§ WHAT THE TASK REQUIRES
Copy out every entry below word for word, changing nothing.
━━━━━ RECORDS FOR THE TASK
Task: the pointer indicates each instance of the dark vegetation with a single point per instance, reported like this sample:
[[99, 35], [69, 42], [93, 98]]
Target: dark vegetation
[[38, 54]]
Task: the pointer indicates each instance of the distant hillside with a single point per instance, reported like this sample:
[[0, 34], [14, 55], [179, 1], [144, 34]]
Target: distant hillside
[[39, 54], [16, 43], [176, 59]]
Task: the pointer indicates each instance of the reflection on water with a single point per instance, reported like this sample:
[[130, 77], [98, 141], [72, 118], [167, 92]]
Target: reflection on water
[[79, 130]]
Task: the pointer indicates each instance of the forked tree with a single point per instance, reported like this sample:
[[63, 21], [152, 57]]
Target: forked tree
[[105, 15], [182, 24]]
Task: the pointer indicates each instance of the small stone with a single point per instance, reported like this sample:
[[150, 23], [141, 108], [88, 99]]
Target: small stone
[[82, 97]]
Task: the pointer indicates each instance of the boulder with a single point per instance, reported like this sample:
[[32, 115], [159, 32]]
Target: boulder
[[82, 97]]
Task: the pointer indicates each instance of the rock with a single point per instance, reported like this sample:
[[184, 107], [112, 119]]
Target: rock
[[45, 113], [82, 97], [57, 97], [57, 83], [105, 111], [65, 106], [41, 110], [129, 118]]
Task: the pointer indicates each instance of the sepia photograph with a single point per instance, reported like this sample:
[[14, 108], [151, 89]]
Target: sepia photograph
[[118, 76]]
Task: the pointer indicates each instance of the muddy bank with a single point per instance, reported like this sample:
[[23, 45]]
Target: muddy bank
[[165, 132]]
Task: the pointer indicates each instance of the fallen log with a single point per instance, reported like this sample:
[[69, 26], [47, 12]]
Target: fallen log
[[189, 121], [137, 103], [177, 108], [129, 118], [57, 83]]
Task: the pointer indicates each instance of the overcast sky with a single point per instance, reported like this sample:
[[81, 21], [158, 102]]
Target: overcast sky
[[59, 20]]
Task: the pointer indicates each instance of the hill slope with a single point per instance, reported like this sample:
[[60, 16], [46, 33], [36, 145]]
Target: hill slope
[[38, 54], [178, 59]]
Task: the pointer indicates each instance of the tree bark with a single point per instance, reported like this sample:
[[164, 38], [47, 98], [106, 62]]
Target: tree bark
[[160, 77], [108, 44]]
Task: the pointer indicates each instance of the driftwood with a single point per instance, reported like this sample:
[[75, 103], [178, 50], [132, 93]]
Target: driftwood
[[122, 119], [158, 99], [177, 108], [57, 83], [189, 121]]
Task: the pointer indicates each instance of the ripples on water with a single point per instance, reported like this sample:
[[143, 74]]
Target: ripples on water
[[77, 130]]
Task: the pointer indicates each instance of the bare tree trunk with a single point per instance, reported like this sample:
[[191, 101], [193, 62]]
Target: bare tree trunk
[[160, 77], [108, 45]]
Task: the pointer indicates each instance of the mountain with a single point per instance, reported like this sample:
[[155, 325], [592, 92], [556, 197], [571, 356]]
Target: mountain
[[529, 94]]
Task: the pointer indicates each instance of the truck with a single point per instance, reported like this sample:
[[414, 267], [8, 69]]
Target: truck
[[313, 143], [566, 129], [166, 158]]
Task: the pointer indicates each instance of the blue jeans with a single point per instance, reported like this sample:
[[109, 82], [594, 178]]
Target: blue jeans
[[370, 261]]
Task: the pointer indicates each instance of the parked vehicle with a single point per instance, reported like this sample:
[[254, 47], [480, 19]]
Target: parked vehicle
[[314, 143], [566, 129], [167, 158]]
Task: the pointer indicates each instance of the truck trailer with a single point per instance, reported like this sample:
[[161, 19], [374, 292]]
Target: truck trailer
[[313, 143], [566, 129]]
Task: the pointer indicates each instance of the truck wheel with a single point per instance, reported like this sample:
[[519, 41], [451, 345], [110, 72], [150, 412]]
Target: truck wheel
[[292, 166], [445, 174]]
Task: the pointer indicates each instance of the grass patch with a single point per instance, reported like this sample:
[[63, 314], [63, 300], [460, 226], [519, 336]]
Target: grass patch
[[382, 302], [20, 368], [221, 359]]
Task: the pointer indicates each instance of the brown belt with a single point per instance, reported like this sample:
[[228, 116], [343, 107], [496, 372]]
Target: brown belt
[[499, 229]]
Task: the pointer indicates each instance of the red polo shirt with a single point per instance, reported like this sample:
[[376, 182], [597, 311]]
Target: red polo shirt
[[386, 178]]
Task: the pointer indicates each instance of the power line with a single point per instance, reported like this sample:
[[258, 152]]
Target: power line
━━━━━━━━━━
§ COMPLETED TASK
Task: the pointer indicates each instance of the dark vegetation with a single point per instance, reported like this sample:
[[99, 35], [69, 42], [93, 98]]
Target: dark vegetation
[[38, 54]]
Task: the pointer indicates each instance of the distant hillside with a single point per instance, reported like this sample:
[[0, 34], [14, 55], [179, 1], [144, 34]]
Target: distant hillside
[[39, 54], [16, 43], [176, 59]]
Task: the pointer indicates each instance of the reflection on water with a single point per instance, reported like this sample:
[[130, 77], [98, 141], [72, 118], [167, 92]]
Target: reflection on water
[[79, 130]]
Task: the pointer indicates each instance of the forked tree with a single point per instance, reported like this sample:
[[63, 21], [152, 57]]
Target: forked tree
[[105, 15], [182, 24]]
Task: the pointer indicates each instance of the small stone with a single point per instance, reported like this sample:
[[150, 23], [141, 108], [88, 99]]
Target: small stone
[[82, 97]]
Task: the pointer indicates each instance of the boulder with a single point per instance, reported like this sample:
[[32, 115], [159, 32]]
Target: boulder
[[82, 97]]
Task: the pointer indicates each instance of the rock with a single point per instance, reported like this sample:
[[184, 107], [112, 119]]
Target: rock
[[45, 113], [82, 97], [57, 97], [57, 83], [105, 111], [65, 106], [41, 110], [129, 118]]
Task: the pointer indicates each instance of the sepia photograph with a single point per instance, reported like this sample:
[[14, 108], [151, 89]]
Target: sepia photograph
[[118, 76]]
Task: the pointer indicates each instance of the muddy bank with a single point per instance, reported like this sample:
[[23, 45]]
Target: muddy bank
[[165, 132]]
Task: the pointer indicates each instance of the fallen log with a single point per instance, reported like this sample:
[[69, 26], [47, 12]]
Target: fallen log
[[189, 121], [137, 103], [177, 108], [129, 118], [57, 83]]
Task: the pointer indicates each instance of the overcast sky with a single point per instance, reported like this sample:
[[81, 21], [158, 102]]
Target: overcast sky
[[59, 20]]
Task: the pointer indicates each instance of the hill slope with a single point per instance, reported like this sample:
[[60, 16], [46, 33], [36, 145]]
Target: hill slope
[[38, 54], [178, 59]]
Task: the pointer indicates each instance of the tree bark with a single point per instance, reported like this sample:
[[164, 38], [47, 98], [106, 62]]
Target: tree bark
[[160, 77], [108, 44]]
Task: the pointer indicates each instance of the driftwood with a single point per instance, reported like this sample:
[[75, 103], [178, 50], [132, 93]]
Target: driftwood
[[122, 119], [158, 99], [177, 108], [57, 83], [189, 121]]
Task: the pointer indicates each instance of the ripples on water with a single point per instance, reported like this sample:
[[143, 74]]
Target: ripples on water
[[77, 130]]
Task: the pointer indicates each instance of the bare tree trunk with a single point per instance, reported like this sample:
[[191, 101], [193, 62]]
Target: bare tree trunk
[[160, 77], [108, 45]]
Task: the pointer indicates each instance of the mountain with a single point per instance, reported like this sample:
[[155, 325], [592, 92], [556, 197], [571, 356]]
Target: mountain
[[529, 94]]
Task: the pointer indicates each instance of the truck with a single point per instance, reported like this sample:
[[414, 267], [8, 69]]
Target: truck
[[313, 143], [566, 129], [166, 158]]
Task: the pointer indicates each instance of the blue jeans with a single point per instance, reported like this sample:
[[109, 82], [594, 178]]
Target: blue jeans
[[370, 261]]
Task: the pointer indicates each instance of the parked vehicle with a single point per instance, reported like this sample:
[[254, 47], [480, 19]]
Target: parked vehicle
[[314, 143], [566, 129], [167, 158]]
Task: the pointer indicates each instance of the truck trailer with a single point per instance, reported like this sample:
[[161, 19], [374, 292]]
Target: truck trailer
[[313, 143], [566, 129]]
Task: the pointer indicates each instance of the truck wheel with a single point per instance, reported like this sample:
[[519, 41], [451, 345], [110, 72], [150, 412]]
Target: truck wheel
[[292, 166], [445, 174]]
Task: the pointer indicates each instance of the grass patch with a single point per instance, reported like this sample:
[[63, 314], [63, 300], [460, 226], [519, 336]]
Target: grass patch
[[382, 302], [20, 368], [221, 359]]
Task: the pointer indicates each instance of the brown belt with a single point per instance, reported like this sample:
[[228, 116], [343, 107], [496, 372]]
Target: brown belt
[[499, 229]]
Task: the pointer indicates each instance of the red polo shirt with a single point per instance, reported like this sample:
[[376, 182], [597, 311]]
Target: red polo shirt
[[386, 178]]
Task: the pointer indicates each instance of the power line with a single point per instance, reported like this sample:
[[258, 152]]
Target: power line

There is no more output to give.